- **AIM 1**
On the Hercules USB stack page, which single file implements the Hardware Abstraction Layer?

- **EXTRACT TO READ**
— begin —

Introduction[edit]

The Hercules USB stack is an OS-independent USB solution that is migrated from the StellarisWare USB solution.

Features
[edit]

• Supports USB Device
• Interrupt driver IO Transfers (DMA Transfers are not supported)
• Support for CDC ACM

 Limitations[edit]

• DMA Transfers are not supported
  

Requirements[edit]

Software[edit]

• Requires CCS v5.1 with CGTools 4.12.0A12016 and later version
• HALCoGen 3.01.00 Release

Hardware[edit]

• RM48L950 HDK

Software Architecture
[edit]

The following diagram shows the architecture of the USB stack.

Hardware Abstraction Layer[edit]

Hardware Abstraction Layer (HAL) is the lower most layer of the stack and is the only layer that directly communicates with the USB Device controller. This layer abstracts all the functionalities and services used by upper layers to configure and control the USB device controllers. The HAL is implemented in a single file (USB.C).

Device Core Layer[edit]

The device core layer is responsible for device enumeration and handling all of the control transfers. Interrupt service routines are part of this layer. Typical tasks handled by device core layers are as follows:

• Device Controller Initialization via HAL
• USB Device Enumeration
• Interrupt handling (EP0 & EPn)

— end —

Object position labeling entries
— begin —

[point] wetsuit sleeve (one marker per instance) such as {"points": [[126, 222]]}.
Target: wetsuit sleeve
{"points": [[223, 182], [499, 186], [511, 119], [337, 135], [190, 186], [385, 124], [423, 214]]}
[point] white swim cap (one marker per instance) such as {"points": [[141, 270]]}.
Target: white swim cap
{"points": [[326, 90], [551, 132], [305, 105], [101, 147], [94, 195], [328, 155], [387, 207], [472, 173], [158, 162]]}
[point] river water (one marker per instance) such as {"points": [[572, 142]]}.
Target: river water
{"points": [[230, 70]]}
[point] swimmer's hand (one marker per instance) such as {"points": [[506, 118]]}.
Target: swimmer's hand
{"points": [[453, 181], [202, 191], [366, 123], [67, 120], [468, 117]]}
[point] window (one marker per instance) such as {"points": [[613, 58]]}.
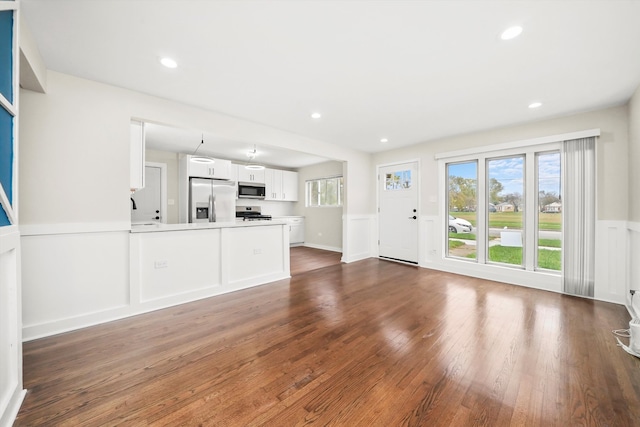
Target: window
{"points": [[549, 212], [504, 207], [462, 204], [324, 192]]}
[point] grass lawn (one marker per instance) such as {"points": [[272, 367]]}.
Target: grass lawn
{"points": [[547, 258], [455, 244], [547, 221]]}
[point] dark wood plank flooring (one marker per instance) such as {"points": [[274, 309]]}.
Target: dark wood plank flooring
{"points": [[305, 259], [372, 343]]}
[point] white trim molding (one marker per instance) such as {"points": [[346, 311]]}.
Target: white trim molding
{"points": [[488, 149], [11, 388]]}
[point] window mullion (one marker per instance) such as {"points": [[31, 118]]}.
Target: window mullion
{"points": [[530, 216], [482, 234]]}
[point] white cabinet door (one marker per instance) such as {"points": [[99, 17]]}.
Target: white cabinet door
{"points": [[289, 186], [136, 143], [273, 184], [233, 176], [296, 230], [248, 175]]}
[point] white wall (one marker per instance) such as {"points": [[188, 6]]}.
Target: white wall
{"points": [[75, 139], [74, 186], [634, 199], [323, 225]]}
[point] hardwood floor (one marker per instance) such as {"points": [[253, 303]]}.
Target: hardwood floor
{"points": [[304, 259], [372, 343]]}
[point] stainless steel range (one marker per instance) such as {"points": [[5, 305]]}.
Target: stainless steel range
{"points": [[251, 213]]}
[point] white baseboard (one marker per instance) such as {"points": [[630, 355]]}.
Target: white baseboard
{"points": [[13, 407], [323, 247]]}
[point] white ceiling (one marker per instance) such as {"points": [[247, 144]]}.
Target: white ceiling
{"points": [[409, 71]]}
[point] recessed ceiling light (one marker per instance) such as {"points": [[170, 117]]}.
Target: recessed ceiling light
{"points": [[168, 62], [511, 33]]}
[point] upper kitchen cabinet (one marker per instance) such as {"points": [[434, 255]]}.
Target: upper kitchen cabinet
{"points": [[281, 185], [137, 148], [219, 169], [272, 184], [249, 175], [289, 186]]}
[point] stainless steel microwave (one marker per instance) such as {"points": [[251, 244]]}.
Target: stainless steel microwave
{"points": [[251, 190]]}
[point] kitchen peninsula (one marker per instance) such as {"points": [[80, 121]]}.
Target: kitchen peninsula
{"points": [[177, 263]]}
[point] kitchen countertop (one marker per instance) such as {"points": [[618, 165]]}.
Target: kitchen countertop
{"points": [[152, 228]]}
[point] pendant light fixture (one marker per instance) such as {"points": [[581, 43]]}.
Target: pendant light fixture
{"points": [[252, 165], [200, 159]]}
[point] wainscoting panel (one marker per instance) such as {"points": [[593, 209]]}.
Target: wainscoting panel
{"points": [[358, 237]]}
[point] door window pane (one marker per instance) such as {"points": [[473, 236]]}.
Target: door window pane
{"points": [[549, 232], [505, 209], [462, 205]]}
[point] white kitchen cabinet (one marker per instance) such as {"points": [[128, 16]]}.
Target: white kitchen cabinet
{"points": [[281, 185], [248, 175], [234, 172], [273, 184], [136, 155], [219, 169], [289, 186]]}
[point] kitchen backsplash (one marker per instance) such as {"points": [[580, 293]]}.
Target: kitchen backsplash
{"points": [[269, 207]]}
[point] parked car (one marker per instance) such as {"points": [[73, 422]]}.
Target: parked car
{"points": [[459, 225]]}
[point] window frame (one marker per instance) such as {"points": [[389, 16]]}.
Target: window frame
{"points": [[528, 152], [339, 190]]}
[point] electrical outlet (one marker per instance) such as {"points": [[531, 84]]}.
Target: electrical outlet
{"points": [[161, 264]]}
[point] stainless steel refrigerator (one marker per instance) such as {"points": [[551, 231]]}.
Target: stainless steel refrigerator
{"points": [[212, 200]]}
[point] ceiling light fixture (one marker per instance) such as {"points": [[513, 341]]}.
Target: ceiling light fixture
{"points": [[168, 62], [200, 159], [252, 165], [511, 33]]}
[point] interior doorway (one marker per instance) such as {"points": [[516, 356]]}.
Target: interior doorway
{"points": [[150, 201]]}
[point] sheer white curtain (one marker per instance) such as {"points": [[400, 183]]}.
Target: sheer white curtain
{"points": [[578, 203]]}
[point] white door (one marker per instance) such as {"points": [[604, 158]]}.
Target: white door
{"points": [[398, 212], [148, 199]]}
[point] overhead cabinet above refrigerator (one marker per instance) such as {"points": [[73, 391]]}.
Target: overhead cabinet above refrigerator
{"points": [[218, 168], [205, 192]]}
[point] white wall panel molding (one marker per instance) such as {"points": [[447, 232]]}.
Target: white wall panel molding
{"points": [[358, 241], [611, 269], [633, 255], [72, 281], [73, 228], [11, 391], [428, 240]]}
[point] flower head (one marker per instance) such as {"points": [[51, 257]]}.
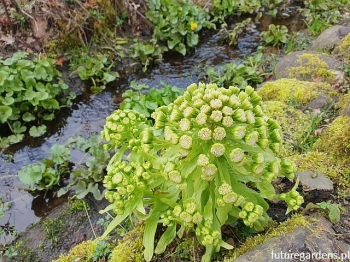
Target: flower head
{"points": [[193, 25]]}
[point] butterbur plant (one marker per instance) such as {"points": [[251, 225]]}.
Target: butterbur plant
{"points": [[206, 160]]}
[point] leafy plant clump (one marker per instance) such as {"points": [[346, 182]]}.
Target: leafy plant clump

— end —
— begin —

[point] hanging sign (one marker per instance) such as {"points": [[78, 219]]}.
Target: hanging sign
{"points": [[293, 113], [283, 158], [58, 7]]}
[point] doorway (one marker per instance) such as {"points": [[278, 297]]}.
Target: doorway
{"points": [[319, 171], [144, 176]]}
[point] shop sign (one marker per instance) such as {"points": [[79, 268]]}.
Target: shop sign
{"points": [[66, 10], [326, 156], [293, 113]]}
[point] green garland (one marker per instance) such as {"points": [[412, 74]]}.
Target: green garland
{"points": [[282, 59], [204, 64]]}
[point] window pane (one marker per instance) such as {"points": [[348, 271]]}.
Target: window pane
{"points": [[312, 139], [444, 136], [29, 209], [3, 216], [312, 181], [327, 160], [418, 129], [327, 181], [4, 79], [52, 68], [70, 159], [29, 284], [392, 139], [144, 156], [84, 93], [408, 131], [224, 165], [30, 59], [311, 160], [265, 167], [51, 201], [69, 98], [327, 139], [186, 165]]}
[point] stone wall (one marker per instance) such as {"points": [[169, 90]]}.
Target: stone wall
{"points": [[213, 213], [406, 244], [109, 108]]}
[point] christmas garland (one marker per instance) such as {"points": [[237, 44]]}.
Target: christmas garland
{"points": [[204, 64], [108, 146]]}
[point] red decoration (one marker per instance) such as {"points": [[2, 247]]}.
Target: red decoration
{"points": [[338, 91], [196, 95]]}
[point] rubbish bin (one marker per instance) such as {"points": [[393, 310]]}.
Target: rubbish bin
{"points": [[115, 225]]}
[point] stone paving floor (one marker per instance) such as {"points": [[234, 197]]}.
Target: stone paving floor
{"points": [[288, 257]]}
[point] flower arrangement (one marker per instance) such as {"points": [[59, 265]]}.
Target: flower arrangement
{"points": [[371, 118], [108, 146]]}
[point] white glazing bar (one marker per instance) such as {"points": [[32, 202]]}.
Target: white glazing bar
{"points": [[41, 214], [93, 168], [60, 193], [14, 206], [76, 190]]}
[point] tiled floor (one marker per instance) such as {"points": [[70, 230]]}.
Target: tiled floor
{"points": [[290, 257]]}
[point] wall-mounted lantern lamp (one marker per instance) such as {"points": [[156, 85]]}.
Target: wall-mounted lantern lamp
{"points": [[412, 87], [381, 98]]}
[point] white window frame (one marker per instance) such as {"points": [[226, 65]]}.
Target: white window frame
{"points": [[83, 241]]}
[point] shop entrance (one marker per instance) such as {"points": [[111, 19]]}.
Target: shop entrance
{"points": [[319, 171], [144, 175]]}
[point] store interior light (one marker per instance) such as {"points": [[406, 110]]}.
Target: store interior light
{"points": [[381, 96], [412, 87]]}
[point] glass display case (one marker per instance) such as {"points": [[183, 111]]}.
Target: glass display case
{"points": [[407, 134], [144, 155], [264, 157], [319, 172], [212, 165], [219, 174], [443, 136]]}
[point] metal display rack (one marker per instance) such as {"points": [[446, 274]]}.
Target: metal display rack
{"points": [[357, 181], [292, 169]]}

— end —

- **AIM 2**
Could you turn the records starting at the line containing "[point] ceiling light" and ending at the line containing "Target: leafy plant clump", both included, into a Markdown table with the columns Row and Line? Give one numbered row per line, skip blank lines, and leave out the pictures.

- **TASK OUTPUT 1**
USB.C

- **TASK OUTPUT 2**
| Row | Line |
|---|---|
| 1 | [point] ceiling light fixture (one marker per instance) such as {"points": [[513, 341]]}. |
| 2 | Target: ceiling light fixture |
| 3 | {"points": [[168, 62], [200, 159], [252, 165], [511, 33]]} |
| 4 | [point] interior doorway (one marker per instance) such as {"points": [[516, 356]]}. |
| 5 | Target: interior doorway |
| 6 | {"points": [[150, 201]]} |
| 7 | [point] sheer white curtain (one marker per instance) such as {"points": [[400, 183]]}. |
| 8 | Target: sheer white curtain |
| 9 | {"points": [[578, 203]]} |
| 10 | [point] white door (one marker per instance) such as {"points": [[604, 158]]}. |
| 11 | Target: white door |
| 12 | {"points": [[398, 212], [148, 199]]} |
| 13 | [point] overhead cabinet above refrigerator (one marker per instance) such as {"points": [[73, 391]]}. |
| 14 | Target: overhead cabinet above refrigerator |
| 15 | {"points": [[218, 168], [205, 192]]} |
| 16 | [point] white wall panel molding (one marker per instance) such as {"points": [[447, 232]]}. |
| 17 | Target: white wall panel molding |
| 18 | {"points": [[358, 241], [611, 269], [633, 255], [72, 281], [73, 228], [11, 391], [428, 240]]} |
| 19 | [point] flower head (one marker per instance) such as {"points": [[51, 257]]}. |
| 20 | Target: flower head |
| 21 | {"points": [[193, 25]]} |
| 22 | [point] butterbur plant (one marker per instance) such as {"points": [[251, 225]]}. |
| 23 | Target: butterbur plant |
| 24 | {"points": [[206, 160]]} |
| 25 | [point] leafy plant clump (one marker per instance) such as {"points": [[346, 182]]}. |
| 26 | Target: leafy plant clump |